▶ **How to complete this task**: Return exactly the lines below, starting with the one that has "of the garden" and going on through the one that has "of the terracotta".

= = = = = = =

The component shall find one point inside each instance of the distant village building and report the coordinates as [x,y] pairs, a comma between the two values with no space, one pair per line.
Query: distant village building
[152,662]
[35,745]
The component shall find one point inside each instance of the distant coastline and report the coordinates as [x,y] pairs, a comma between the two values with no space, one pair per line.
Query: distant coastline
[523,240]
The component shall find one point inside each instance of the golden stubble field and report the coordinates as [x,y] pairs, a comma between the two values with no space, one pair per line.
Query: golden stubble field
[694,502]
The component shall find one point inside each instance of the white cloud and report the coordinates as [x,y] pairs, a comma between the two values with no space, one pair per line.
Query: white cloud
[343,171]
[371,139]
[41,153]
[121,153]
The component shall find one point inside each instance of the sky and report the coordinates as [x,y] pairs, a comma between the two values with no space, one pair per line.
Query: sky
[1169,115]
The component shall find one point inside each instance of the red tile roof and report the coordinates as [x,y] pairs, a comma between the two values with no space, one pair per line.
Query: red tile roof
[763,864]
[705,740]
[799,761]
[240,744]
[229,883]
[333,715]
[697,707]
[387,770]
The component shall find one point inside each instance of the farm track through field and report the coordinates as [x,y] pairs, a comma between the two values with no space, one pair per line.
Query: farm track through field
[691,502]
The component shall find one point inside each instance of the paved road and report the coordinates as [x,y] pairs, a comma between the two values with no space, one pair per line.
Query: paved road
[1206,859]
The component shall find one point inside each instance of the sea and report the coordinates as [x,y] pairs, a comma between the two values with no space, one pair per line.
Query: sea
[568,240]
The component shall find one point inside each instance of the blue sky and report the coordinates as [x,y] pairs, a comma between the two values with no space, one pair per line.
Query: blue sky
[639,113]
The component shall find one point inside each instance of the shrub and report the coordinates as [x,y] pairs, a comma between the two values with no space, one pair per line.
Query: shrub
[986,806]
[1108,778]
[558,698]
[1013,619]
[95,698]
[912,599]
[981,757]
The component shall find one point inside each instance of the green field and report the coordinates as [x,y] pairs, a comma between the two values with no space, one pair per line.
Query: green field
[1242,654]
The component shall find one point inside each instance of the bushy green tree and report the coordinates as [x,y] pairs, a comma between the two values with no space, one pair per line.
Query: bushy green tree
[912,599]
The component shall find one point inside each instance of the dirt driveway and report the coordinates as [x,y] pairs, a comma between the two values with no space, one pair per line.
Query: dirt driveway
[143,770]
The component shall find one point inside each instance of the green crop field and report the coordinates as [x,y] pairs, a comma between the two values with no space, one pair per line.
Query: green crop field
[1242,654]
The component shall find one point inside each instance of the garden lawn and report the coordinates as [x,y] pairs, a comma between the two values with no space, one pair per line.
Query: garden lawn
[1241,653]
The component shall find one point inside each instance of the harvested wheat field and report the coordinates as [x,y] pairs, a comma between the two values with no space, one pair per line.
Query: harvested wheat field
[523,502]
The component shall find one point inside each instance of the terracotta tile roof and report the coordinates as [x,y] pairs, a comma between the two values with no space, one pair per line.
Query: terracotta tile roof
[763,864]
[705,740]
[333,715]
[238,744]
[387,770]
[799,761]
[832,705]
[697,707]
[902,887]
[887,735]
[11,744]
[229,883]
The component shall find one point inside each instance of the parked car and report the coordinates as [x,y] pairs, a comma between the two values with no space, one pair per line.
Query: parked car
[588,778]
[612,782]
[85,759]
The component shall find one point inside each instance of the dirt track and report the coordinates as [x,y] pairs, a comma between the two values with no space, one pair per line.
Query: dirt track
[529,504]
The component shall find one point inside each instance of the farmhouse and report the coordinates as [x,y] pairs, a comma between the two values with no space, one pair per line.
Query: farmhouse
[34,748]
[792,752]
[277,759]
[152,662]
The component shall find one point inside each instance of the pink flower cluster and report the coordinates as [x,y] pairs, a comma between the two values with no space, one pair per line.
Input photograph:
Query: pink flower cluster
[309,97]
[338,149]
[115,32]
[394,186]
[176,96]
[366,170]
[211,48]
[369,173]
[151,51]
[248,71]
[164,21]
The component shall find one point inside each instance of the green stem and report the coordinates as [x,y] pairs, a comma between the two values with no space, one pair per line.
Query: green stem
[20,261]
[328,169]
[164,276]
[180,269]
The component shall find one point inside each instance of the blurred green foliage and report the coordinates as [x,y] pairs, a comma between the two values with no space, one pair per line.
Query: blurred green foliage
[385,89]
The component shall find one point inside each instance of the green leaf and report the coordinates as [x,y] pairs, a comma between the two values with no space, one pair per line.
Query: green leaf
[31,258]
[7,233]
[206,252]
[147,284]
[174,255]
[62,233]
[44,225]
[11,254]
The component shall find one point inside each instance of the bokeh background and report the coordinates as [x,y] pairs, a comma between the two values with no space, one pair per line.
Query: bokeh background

= = = = = = =

▶ **Output for this task**:
The component shall find one point inside each instance of the garden lawn and report the coordinates as [x,y] pairs, a comma between the two values with no space, one pair per line.
Query: garden lawn
[1241,653]
The component shall find one point inside each instance of the harvested wheat field and report the coordinates as [x,y] pairs, a comma between the two values with no space, one pair per line.
Query: harvested wheat field
[523,502]
The component shall find one point inside each instance of the terracotta tile roof and report the coordinates as [x,y] pairs, a comma between the two values with no space, one pair per line.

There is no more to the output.